Records for processing –

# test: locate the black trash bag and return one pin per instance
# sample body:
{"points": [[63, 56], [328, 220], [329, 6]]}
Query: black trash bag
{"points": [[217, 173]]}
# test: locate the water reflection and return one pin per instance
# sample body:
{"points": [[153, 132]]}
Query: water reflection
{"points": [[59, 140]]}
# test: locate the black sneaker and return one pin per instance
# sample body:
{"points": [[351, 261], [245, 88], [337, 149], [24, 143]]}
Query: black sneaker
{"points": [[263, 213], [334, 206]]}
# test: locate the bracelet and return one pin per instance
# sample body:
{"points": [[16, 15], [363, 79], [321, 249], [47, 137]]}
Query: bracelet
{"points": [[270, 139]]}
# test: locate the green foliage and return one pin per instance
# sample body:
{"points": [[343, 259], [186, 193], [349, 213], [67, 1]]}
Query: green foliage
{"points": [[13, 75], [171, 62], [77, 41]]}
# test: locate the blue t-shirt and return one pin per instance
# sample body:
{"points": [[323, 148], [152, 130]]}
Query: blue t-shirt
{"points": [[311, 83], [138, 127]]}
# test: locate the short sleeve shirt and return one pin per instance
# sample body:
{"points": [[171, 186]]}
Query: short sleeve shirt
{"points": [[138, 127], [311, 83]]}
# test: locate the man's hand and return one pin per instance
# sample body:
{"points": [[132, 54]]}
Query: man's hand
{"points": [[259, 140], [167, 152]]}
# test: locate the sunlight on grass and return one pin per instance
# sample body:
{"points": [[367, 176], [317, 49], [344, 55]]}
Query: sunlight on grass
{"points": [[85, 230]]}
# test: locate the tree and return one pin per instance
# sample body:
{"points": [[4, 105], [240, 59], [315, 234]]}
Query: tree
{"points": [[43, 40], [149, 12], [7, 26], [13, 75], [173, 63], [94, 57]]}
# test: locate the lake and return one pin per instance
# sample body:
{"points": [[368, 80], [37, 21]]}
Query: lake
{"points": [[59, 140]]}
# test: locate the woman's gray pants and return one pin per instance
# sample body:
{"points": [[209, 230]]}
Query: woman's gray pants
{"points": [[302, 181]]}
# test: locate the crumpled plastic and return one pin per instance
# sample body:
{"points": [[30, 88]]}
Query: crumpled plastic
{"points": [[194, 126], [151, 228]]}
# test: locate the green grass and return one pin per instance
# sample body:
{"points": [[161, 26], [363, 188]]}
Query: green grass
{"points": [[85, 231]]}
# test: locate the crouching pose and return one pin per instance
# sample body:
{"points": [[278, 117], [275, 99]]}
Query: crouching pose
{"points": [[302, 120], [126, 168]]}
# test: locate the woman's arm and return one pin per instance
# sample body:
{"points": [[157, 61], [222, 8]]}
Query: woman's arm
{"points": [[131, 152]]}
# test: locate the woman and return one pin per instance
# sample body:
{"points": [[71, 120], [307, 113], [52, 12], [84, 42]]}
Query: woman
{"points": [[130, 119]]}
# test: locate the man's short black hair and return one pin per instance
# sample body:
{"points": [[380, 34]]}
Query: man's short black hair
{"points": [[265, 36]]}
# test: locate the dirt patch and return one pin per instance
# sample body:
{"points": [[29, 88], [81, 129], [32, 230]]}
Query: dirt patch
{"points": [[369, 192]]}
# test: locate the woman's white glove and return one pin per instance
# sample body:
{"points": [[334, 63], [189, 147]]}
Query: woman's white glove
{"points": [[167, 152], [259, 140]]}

What you should do – Return all of the entries exactly as written.

Written response –
# test: locate the black trash bag and return one pin per instance
# sample body:
{"points": [[63, 56], [328, 220], [329, 6]]}
Query: black trash bag
{"points": [[217, 173]]}
# test: locate the water reflection and return one pin per instance
# sample body:
{"points": [[153, 132]]}
Query: water reflection
{"points": [[59, 140]]}
# test: locate the black sneaker and return one pin per instance
# sample body:
{"points": [[351, 261], [245, 88], [337, 149], [24, 143]]}
Query: black sneaker
{"points": [[263, 213], [334, 206]]}
# test: locate the bracelet and return one pin per instance
# sample body:
{"points": [[16, 15], [363, 79], [321, 249], [47, 137]]}
Query: bracelet
{"points": [[270, 139]]}
# test: locate the green foliage and return one pin per instance
# sample body:
{"points": [[343, 259], [186, 193], [349, 213], [67, 1]]}
Query: green foliage
{"points": [[13, 75], [171, 62], [77, 41]]}
# test: locate the blue t-shirt and return one pin per instance
# sample body:
{"points": [[323, 148], [152, 130]]}
Query: blue t-shirt
{"points": [[311, 83], [138, 127]]}
# test: locate the short sleeve shirt and return one pin per instance
# sample body:
{"points": [[171, 186]]}
Query: short sleeve shirt
{"points": [[138, 127], [311, 83]]}
# test: locate the man's hand and return one pin per instance
# sample body:
{"points": [[132, 54]]}
Query: man's hand
{"points": [[259, 140], [167, 152]]}
# test: locate the sunlight on grass and return one pin per instance
# sample body:
{"points": [[367, 176], [317, 49], [344, 55]]}
Query: sunlight on grass
{"points": [[85, 230]]}
# test: locate the tree and return one pin per instance
# sample body:
{"points": [[4, 105], [240, 59], [315, 234]]}
Query: tree
{"points": [[43, 40], [149, 12], [7, 26], [13, 75], [173, 63], [94, 57]]}
# test: locate the lake and return one pin per instance
# sample body:
{"points": [[368, 80], [37, 21]]}
Query: lake
{"points": [[59, 140]]}
# test: locate the woman's gray pants and return one pin per instance
# sample body:
{"points": [[209, 230]]}
Query: woman's gray pants
{"points": [[302, 181]]}
# test: locate the crumpled plastic and return one pin per instance
# sample body:
{"points": [[30, 88]]}
Query: crumpled plastic
{"points": [[194, 126], [151, 228]]}
# test: locate the green grass and return one pin per instance
# sample body:
{"points": [[161, 26], [363, 188]]}
Query: green grass
{"points": [[85, 231]]}
# test: locate the crouching pose and return one pin per instance
# sample body:
{"points": [[278, 117], [275, 99]]}
Query: crouching pose
{"points": [[302, 120], [126, 168]]}
# test: locate the woman's arm and return one pin per instance
# sample body:
{"points": [[157, 61], [222, 8]]}
Query: woman's arm
{"points": [[131, 152]]}
# test: locate the woman and return one pin per instance
# sample body:
{"points": [[71, 120], [307, 113], [52, 12], [84, 42]]}
Query: woman
{"points": [[130, 119]]}
# test: locate the man's short black hair and return one pin per instance
# sample body:
{"points": [[380, 34]]}
Query: man's short black hair
{"points": [[265, 36]]}
# test: locate the dirt patch and return one pin per instance
# sample body:
{"points": [[29, 88], [81, 129], [32, 230]]}
Query: dirt patch
{"points": [[369, 192]]}
# test: locate the woman's white glove and return one pin per instance
# sample body:
{"points": [[334, 63], [189, 147]]}
Query: woman's white glove
{"points": [[167, 152], [259, 140]]}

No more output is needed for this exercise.